* [Given request 1] Reproduce the portion of the mailing-list message about LanguageTool's 2015 progress starting at "First of all, thank" and ending at "In 2015, we...".
* [Given request 2] Pick up the mailing-list message about LanguageTool's 2015 progress after its final sentence and keep writing it.

* [Excerpt to read]
•••••
2015-12-09 Thread Fekete , Róbert
Hi,

First of all, thank you very much for creating and developing this awesome
tool!

My thoughts are in-line.

On Mon, Dec 7, 2015 at 2:56 PM, Daniel Naber 
wrote:

> Hi,
>
> the year is slowly coming to an end, so I thought I'd try to summarize
> what we've achieved this year and how we can move LT forward in the future.
> In 2015, we...
>
> * made three releases so far (2.9, 3.0, 3.1), another one is planned
> * more than doubled the number of visits to languagetool.org (January:
> 156,000, November: 326,000)
> * released a Chrome extension with more than 1,500 users now
> * added support for ngram models to detect confusion of (mostly)
> homophones (English, German)
> * did several things I forgot to list here
> * added and improved many language-specific rules. Specifically, 14
> languages are maintained if you define this as "had at least ten commits in
> its grammar.xml and disambiguation.xml files this year". However, this also
> means 17 languages are not maintained.
>
> This last point of unmaintained languages highlights what I think is an
> important issue: In the last three years, we increased our number of users
> by a factor of 10. At the same time, the number of commits and people who
> regularly contribute didn't grow at all (see attachment). Many languages
> are not maintained, and even those that are often only have a single
> contributor. If that contributor becomes inactive, finding a new one seems
> almost impossible. If we continue like this, LT will some day end up with
> very few languages that are actually maintained. As there doesn't seem to
> be any correlation between number of users and number of regular
> contributors, user growth won't help us.
>
> I have no solution for this problem, but some ideas I'd like to get
> feedback on:
>
> (1) Clean up: throw out all unmaintained languages that also have less
> than 100 rules. This way users don't get the false impression that their
> language is supported when it actually isn't. It might also create some
> motivation to contribute when users notice that "their" language is being
> thrown out.
•••••
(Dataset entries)
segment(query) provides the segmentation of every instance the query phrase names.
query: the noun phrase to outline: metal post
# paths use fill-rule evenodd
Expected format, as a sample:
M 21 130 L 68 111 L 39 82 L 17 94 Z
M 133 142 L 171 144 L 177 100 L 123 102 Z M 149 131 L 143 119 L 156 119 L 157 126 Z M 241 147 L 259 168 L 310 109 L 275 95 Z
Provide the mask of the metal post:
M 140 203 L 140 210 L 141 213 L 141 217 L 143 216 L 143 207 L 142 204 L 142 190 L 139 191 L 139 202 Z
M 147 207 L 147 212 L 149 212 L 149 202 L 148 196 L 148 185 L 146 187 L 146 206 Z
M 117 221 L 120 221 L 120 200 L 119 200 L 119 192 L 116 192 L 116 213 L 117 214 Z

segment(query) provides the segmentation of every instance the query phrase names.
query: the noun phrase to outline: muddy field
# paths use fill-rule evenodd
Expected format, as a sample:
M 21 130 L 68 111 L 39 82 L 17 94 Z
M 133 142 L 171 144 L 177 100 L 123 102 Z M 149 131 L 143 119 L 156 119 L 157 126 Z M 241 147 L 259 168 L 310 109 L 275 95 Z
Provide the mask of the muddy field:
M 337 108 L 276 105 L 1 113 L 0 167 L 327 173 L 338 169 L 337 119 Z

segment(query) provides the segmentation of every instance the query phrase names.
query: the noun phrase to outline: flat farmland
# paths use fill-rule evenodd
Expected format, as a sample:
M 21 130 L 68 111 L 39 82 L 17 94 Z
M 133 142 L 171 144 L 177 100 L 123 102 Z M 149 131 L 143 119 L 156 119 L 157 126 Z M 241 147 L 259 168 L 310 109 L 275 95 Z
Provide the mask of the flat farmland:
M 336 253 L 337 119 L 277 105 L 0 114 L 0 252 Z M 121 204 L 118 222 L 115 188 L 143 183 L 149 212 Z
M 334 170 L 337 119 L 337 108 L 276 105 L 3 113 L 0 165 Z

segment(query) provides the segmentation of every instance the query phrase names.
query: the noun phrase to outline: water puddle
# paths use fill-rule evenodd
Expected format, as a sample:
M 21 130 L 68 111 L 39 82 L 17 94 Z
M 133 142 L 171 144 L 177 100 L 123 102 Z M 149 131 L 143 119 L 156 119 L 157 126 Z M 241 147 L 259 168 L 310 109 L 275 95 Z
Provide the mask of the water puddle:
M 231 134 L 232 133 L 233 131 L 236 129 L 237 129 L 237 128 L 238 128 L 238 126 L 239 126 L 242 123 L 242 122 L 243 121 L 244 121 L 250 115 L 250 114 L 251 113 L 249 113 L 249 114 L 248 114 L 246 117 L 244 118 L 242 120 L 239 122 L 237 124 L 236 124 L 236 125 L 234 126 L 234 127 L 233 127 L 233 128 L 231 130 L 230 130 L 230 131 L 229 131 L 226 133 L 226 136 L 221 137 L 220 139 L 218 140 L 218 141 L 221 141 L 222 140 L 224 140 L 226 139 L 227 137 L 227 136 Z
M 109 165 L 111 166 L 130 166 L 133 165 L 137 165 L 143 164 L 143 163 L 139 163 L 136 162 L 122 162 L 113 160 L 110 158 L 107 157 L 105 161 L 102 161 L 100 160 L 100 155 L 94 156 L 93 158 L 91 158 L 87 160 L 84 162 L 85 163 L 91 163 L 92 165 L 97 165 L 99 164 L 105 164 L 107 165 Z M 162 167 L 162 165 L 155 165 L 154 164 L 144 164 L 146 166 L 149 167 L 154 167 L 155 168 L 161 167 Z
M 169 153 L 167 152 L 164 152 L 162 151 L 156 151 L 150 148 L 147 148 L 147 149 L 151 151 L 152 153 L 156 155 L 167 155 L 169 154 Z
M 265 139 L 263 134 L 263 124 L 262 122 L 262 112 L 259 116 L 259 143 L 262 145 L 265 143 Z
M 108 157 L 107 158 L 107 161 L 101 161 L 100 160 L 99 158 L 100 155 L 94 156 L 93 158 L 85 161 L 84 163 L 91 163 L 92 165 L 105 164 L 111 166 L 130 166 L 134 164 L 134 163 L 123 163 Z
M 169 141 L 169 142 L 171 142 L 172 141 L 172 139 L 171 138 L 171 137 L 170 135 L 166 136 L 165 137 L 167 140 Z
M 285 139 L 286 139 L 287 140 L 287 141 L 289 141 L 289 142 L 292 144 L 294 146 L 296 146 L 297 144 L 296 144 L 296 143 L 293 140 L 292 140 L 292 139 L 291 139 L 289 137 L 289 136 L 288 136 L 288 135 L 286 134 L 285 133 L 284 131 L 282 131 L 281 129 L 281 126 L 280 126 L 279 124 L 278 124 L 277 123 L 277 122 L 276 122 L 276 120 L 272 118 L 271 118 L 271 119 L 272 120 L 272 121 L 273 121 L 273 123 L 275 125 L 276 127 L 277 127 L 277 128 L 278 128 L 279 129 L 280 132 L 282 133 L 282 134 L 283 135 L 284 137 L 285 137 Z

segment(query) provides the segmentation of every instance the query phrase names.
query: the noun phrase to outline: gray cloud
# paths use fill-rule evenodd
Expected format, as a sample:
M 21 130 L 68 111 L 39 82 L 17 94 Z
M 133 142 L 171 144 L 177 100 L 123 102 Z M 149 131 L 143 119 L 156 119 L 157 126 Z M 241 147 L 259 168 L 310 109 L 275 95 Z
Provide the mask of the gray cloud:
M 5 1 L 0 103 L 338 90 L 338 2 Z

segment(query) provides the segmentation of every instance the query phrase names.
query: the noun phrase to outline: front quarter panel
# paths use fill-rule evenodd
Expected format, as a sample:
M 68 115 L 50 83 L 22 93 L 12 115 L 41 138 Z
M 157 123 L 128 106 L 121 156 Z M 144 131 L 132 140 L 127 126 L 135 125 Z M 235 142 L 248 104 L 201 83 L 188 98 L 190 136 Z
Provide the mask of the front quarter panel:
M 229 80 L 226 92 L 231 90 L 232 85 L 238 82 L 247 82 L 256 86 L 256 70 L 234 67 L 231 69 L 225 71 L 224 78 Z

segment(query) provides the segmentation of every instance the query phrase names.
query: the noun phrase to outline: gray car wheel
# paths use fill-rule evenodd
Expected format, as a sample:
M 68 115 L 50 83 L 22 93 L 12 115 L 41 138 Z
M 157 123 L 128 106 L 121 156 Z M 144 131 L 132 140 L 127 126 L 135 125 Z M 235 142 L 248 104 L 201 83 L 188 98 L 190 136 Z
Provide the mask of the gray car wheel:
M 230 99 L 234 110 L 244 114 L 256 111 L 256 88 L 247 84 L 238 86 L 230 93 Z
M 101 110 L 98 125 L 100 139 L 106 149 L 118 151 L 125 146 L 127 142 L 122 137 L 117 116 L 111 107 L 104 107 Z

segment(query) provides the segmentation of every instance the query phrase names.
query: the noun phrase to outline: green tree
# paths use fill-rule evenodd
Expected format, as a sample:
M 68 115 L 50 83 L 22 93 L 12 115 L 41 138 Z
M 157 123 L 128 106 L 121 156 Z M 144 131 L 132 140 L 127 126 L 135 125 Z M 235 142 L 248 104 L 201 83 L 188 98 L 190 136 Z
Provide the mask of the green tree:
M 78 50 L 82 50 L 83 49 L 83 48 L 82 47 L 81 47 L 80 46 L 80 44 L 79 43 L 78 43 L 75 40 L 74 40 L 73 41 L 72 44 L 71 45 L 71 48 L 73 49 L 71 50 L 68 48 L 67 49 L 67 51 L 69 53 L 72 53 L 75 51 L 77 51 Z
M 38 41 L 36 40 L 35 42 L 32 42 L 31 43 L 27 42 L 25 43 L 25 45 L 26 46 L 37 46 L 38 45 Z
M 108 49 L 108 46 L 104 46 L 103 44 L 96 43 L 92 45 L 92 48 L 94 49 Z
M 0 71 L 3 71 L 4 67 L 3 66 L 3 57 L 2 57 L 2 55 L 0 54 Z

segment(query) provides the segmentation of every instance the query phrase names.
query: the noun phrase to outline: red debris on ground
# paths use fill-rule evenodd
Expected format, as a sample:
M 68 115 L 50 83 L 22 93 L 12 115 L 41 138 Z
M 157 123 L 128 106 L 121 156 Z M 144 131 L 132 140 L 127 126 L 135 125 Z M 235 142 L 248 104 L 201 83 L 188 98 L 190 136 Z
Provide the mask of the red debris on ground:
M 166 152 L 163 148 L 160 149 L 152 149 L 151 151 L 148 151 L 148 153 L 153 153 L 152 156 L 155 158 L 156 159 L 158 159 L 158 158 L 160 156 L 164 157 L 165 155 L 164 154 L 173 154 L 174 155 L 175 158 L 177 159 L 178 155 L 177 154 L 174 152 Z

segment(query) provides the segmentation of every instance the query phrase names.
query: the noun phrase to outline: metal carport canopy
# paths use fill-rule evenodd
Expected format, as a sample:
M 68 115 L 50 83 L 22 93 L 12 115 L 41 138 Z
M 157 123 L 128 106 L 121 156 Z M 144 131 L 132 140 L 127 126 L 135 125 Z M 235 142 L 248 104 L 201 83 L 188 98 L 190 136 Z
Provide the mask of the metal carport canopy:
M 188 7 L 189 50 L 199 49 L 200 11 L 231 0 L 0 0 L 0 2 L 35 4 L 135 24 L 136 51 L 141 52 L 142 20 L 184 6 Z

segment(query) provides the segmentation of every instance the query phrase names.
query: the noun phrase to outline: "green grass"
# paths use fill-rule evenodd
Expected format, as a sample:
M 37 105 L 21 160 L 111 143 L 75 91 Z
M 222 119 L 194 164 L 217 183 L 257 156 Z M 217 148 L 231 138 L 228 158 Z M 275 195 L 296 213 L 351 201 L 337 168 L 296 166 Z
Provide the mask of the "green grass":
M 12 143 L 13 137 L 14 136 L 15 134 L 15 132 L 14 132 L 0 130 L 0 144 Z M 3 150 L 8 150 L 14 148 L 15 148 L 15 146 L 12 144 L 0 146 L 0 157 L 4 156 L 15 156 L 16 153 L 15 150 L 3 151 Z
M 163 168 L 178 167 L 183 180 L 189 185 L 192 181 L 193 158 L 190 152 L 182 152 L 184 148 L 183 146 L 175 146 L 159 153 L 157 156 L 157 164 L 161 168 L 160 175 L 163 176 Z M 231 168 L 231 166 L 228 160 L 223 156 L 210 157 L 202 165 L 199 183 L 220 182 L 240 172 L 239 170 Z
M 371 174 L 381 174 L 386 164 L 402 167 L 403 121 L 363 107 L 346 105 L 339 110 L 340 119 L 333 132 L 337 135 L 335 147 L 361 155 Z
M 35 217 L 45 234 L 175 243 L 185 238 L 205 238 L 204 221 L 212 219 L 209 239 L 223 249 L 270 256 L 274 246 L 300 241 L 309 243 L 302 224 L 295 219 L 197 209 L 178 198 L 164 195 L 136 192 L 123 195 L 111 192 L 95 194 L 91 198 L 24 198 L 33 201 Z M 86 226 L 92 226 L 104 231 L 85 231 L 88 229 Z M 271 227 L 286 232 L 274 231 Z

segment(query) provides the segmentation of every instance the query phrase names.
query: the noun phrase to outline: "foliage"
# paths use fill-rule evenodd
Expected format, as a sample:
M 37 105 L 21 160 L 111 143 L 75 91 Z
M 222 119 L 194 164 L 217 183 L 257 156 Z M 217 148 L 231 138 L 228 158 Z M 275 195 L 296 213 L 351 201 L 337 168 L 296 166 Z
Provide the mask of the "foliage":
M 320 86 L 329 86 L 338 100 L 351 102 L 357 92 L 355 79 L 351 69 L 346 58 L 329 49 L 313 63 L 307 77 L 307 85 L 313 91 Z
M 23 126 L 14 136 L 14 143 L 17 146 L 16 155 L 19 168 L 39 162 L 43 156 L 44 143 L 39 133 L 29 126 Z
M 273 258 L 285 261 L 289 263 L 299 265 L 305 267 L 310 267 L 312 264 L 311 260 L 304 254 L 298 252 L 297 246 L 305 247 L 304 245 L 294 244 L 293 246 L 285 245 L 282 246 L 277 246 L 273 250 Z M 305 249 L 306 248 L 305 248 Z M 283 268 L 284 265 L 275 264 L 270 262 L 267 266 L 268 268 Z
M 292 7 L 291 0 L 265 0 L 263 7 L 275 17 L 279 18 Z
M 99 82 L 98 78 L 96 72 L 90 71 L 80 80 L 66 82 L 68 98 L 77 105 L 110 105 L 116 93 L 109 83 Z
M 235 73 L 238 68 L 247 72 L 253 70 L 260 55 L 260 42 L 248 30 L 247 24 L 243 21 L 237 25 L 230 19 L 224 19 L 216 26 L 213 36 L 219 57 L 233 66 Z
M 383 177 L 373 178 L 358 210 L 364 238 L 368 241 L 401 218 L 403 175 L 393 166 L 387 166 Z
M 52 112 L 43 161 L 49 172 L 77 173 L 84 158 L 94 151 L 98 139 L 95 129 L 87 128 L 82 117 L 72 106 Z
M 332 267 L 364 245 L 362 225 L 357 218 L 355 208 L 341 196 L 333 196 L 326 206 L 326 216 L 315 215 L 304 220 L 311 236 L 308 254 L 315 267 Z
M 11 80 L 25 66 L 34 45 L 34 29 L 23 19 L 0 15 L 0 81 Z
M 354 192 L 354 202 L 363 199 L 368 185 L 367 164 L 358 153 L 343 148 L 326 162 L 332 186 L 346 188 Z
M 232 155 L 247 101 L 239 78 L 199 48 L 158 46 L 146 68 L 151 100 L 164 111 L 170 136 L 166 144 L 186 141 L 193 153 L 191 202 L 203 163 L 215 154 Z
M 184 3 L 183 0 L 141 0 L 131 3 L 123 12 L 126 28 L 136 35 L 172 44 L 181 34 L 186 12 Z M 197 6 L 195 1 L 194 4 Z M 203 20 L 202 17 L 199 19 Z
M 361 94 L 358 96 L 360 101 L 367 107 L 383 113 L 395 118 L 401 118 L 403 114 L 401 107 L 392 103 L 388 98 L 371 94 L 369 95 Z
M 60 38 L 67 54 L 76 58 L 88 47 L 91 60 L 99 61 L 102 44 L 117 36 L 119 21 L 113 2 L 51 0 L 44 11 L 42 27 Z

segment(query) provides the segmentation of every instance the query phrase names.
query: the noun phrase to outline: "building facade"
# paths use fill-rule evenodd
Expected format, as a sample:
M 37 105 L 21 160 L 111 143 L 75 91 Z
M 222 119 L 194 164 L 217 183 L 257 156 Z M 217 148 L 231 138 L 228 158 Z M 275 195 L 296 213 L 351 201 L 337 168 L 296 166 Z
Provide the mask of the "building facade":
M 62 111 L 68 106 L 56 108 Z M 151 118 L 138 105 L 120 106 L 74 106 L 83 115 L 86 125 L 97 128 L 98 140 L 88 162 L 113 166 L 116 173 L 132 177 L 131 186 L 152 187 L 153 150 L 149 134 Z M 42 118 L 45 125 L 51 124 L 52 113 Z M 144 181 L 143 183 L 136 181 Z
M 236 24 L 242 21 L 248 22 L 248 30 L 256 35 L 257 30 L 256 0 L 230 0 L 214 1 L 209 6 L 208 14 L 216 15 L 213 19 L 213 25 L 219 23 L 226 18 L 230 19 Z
•••••
* [Exercise response 1]
First of all, thank you very much for creating and developing this awesome
tool!

My thoughts are in-line.

On Mon, Dec 7, 2015 at 2:56 PM, Daniel Naber 
wrote:

> Hi,
>
> the year is slowly coming to an end, so I thought I'd try to summarize
> what we've achieved this year and how we can move LT forward in the future.
> In 2015, we...

* [Exercise response 2]
>

Instead of throwing out, you might try to move them into a separate
repository/package/whatever, that can be downloaded/enabled separately -
maybe after a warning that these rules do not cover too many problems.

>
> (2) Grow the contributor community: somehow find new contributors to
> revive the unmaintained languages and find contributors to support the
> maintainers of languages that are already doing well. The thing is: I have
> no idea how to do this. For example, we have a text on languagetool.org
> saying we're looking for help with marketing. This text has been shown to
> more than 40,000 visitors and the effect so far has been zero (actually
> four people have contacted me, but three of those have already
> disappeared). What is holding people back from becoming a regular
> contributor?
>

Getting contributors is always difficult, there are much more people that
simply want to use a product. You might find some ideas in the book of Jono
Bacon, former community manager of Ubuntu:
http://www.artofcommunityonline.org/
 * turn feature development into smaller projects, that can be done as part
of a diploma thesis, and somehow have it available for students at local
universities
 * another option might be to submit project ideas to Google Summer of Code
(though the chances of having them accepted might be slim)
 * you could try to contact the localization groups of
Openoffice/Libreoffice, and try to convince them to include Languagetool in
their localized distribution, and to write the missing rules for it, or
maintain the existing ones.




>
> (3) Crowdsourcing: give up on finding qualified contributors, instead
> develop tools that allow contribution via very, very simple means, like
> clicking on correct and incorrect sentences. It's not clear how well this
> could work. It might be combined with (4).
>

That might work as well, especially if somehow it could be turned into a
game. (No idea how.) Another possibility could be to have a very simple way
to submit custom rules (for example, if languagetool app would periodically
"phone home" to check for a new version - many software does that - and
would also display a note to the user if he has custom rules, encouraging
him/her to submit them for review.)



>
> (4) Statistics: give up on finding qualified contributors and find errors
> using ngram statistics etc. With statistics, finding errors is
> language-independent. Quality might be worse than with hand-written rules,
> but for languages that are not maintained anyway there are often hardly
> hand-written rules. Of course, everybody could still contribute manually
> written rules and maybe revive language support that way.
>
> (5) Business: develop a business model and pay people for working on LT.
> This is difficult, developing a business is a full-time job on its own.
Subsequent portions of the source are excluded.